## Start Provided records

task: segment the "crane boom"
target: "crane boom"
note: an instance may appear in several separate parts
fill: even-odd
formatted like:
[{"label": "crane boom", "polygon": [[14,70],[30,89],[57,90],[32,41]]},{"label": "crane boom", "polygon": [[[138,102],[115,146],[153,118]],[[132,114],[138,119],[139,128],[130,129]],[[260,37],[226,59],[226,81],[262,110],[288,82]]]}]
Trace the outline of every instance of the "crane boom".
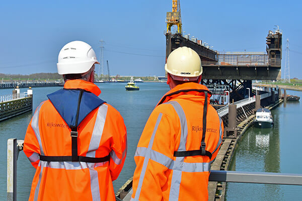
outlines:
[{"label": "crane boom", "polygon": [[109,64],[108,64],[108,60],[107,60],[107,70],[108,70],[108,81],[110,81],[110,72],[109,71]]},{"label": "crane boom", "polygon": [[172,12],[167,12],[167,33],[170,33],[173,25],[177,26],[178,33],[182,34],[182,24],[180,14],[180,0],[172,0]]}]

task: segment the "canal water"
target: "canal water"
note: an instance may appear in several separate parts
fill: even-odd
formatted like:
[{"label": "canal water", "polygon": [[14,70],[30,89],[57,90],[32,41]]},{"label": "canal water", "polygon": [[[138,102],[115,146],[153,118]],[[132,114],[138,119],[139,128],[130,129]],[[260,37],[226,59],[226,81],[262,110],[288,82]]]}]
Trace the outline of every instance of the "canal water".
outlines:
[{"label": "canal water", "polygon": [[[302,91],[286,90],[302,98]],[[272,110],[271,129],[250,127],[235,151],[229,170],[302,174],[302,99]],[[226,184],[226,200],[302,200],[302,186]]]},{"label": "canal water", "polygon": [[[128,153],[119,178],[113,182],[116,191],[132,176],[135,168],[133,156],[147,118],[160,98],[169,89],[165,83],[138,83],[139,91],[126,91],[124,83],[98,83],[100,97],[112,105],[124,118],[128,135]],[[60,87],[33,88],[34,108],[47,99],[46,95]],[[0,90],[0,95],[12,93],[11,89]],[[21,89],[21,92],[26,91]],[[287,91],[302,97],[302,92]],[[236,149],[232,170],[302,173],[300,136],[298,127],[302,117],[300,103],[287,103],[272,111],[275,125],[272,129],[250,128]],[[6,200],[7,143],[10,138],[24,139],[32,117],[28,113],[0,123],[0,200]],[[34,169],[23,152],[18,160],[18,199],[28,198]],[[237,200],[302,200],[300,186],[230,183],[226,199]],[[4,195],[4,196],[3,196]]]}]

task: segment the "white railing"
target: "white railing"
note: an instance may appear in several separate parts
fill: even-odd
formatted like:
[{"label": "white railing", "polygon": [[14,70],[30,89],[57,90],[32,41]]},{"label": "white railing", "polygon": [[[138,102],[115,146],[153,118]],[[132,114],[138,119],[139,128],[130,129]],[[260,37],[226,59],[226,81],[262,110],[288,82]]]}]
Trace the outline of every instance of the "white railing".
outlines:
[{"label": "white railing", "polygon": [[0,103],[23,98],[26,97],[27,97],[27,92],[23,92],[20,93],[14,93],[10,95],[2,95],[0,96]]},{"label": "white railing", "polygon": [[[271,92],[268,92],[267,93],[263,93],[260,95],[260,99],[265,98],[267,97],[269,97],[271,95]],[[256,101],[256,98],[255,96],[251,97],[248,98],[244,99],[238,101],[234,103],[234,105],[237,106],[237,108],[242,108],[247,105],[251,104]],[[220,117],[223,117],[224,115],[229,113],[229,105],[224,106],[219,109],[217,110],[217,113]]]},{"label": "white railing", "polygon": [[[254,103],[255,101],[256,98],[255,97],[250,97],[238,101],[232,104],[237,105],[237,108],[239,108],[246,106],[247,105],[250,104],[252,103]],[[217,110],[217,113],[220,117],[222,117],[226,115],[228,113],[229,113],[229,105]]]}]

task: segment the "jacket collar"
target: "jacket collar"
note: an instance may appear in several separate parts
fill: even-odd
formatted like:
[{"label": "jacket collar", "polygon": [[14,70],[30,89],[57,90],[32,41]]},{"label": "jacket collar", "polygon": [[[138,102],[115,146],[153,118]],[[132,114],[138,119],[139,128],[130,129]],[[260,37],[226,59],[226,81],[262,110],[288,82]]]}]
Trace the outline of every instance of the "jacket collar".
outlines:
[{"label": "jacket collar", "polygon": [[194,95],[200,95],[204,97],[204,92],[207,91],[207,97],[208,98],[212,95],[212,93],[204,85],[197,84],[195,82],[188,82],[182,84],[179,84],[174,88],[167,92],[163,96],[158,105],[161,105],[168,102],[171,99],[183,94],[191,94]]},{"label": "jacket collar", "polygon": [[64,84],[64,88],[76,89],[81,88],[91,92],[98,96],[101,93],[101,89],[93,83],[82,80],[81,79],[73,79],[67,80]]}]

## End Provided records

## Do this
All the material shown above is to be copied exactly, with no pictures carried over.

## Correct answer
task: segment the "crane boom"
target: "crane boom"
note: an instance may appear in several separate parts
fill: even-odd
formatted like:
[{"label": "crane boom", "polygon": [[14,70],[30,89],[57,90],[32,41]]},{"label": "crane boom", "polygon": [[[138,102],[115,146],[153,118]],[[132,114],[138,119],[139,128],[130,129]],[[260,37],[226,59],[226,81],[262,110],[288,82]]]}]
Trace the outline of every instance of the "crane boom".
outlines:
[{"label": "crane boom", "polygon": [[109,64],[108,64],[108,60],[107,60],[107,70],[108,70],[108,81],[110,81],[110,72],[109,71]]},{"label": "crane boom", "polygon": [[172,12],[167,12],[167,33],[170,33],[173,25],[177,26],[178,33],[182,34],[182,24],[180,14],[180,0],[172,0]]}]

task: segment the "canal water"
target: "canal water"
note: an instance may appear in several separate parts
fill: even-odd
formatted like:
[{"label": "canal water", "polygon": [[14,70],[30,89],[57,90],[32,41]]},{"label": "canal water", "polygon": [[[138,102],[115,146],[153,118]],[[132,114],[138,119],[139,128],[130,129]],[[260,37],[226,59],[226,81],[262,110],[288,82]]]}]
Trace the outline of every instance of the "canal water".
outlines:
[{"label": "canal water", "polygon": [[[302,91],[286,90],[302,98]],[[272,110],[271,129],[250,127],[235,151],[229,170],[302,174],[302,99]],[[226,184],[226,200],[302,200],[302,186]]]},{"label": "canal water", "polygon": [[[128,153],[119,178],[113,182],[116,191],[132,176],[135,168],[133,156],[147,118],[160,98],[169,89],[165,83],[138,83],[139,91],[126,91],[124,83],[98,83],[100,97],[112,105],[124,118],[128,135]],[[60,87],[33,88],[34,108],[47,99],[46,95]],[[0,90],[0,95],[12,93],[11,89]],[[21,89],[21,92],[26,91]],[[287,91],[302,97],[302,92]],[[236,149],[232,170],[302,173],[300,136],[298,127],[302,117],[300,103],[287,103],[272,111],[275,125],[272,129],[250,128]],[[6,200],[7,143],[10,138],[24,139],[32,117],[28,113],[0,123],[0,200]],[[34,169],[23,152],[18,160],[18,199],[28,198]],[[237,200],[302,200],[300,186],[230,183],[226,199]],[[4,195],[4,196],[3,196]]]}]

task: segment the "white railing"
target: "white railing"
note: an instance may appear in several separate parts
fill: even-odd
formatted like:
[{"label": "white railing", "polygon": [[14,70],[30,89],[57,90],[32,41]]},{"label": "white railing", "polygon": [[[138,102],[115,146],[153,118]],[[132,114],[138,119],[139,128],[130,129]],[[260,37],[226,59],[226,81],[262,110],[288,82]]]}]
Trace the outline of every instance of the "white railing".
outlines:
[{"label": "white railing", "polygon": [[0,103],[23,98],[26,97],[27,97],[27,92],[23,92],[20,93],[14,93],[10,95],[2,95],[0,96]]},{"label": "white railing", "polygon": [[[271,92],[268,92],[267,93],[263,93],[260,95],[260,99],[265,98],[267,97],[269,97],[271,95]],[[256,101],[256,98],[255,96],[251,97],[248,98],[244,99],[238,101],[234,103],[234,105],[237,106],[237,108],[242,108],[247,105],[251,104]],[[220,117],[223,117],[224,115],[229,113],[229,105],[224,106],[219,109],[217,110],[217,113]]]},{"label": "white railing", "polygon": [[[254,103],[255,101],[256,98],[255,97],[250,97],[238,101],[232,104],[237,105],[237,108],[239,108],[246,106],[247,105],[250,104],[252,103]],[[217,110],[217,113],[220,117],[222,117],[226,115],[228,113],[229,113],[229,105]]]}]

task: segment the "jacket collar"
target: "jacket collar"
note: an instance may appear in several separate parts
fill: even-odd
formatted like:
[{"label": "jacket collar", "polygon": [[14,70],[30,89],[57,90],[32,41]]},{"label": "jacket collar", "polygon": [[[138,102],[115,146],[153,118]],[[132,114],[138,119],[139,128],[130,129]],[[260,37],[226,59],[226,81],[262,110],[288,82]]]}]
Trace the outline of every instance of the "jacket collar".
outlines:
[{"label": "jacket collar", "polygon": [[194,95],[200,95],[204,97],[204,92],[207,91],[207,97],[208,98],[212,95],[212,93],[204,85],[197,84],[195,82],[188,82],[182,84],[179,84],[174,88],[167,92],[163,96],[158,105],[161,105],[168,102],[171,99],[183,94],[191,94]]},{"label": "jacket collar", "polygon": [[64,84],[64,88],[76,89],[81,88],[91,92],[98,96],[101,93],[101,89],[93,83],[82,80],[81,79],[73,79],[67,80]]}]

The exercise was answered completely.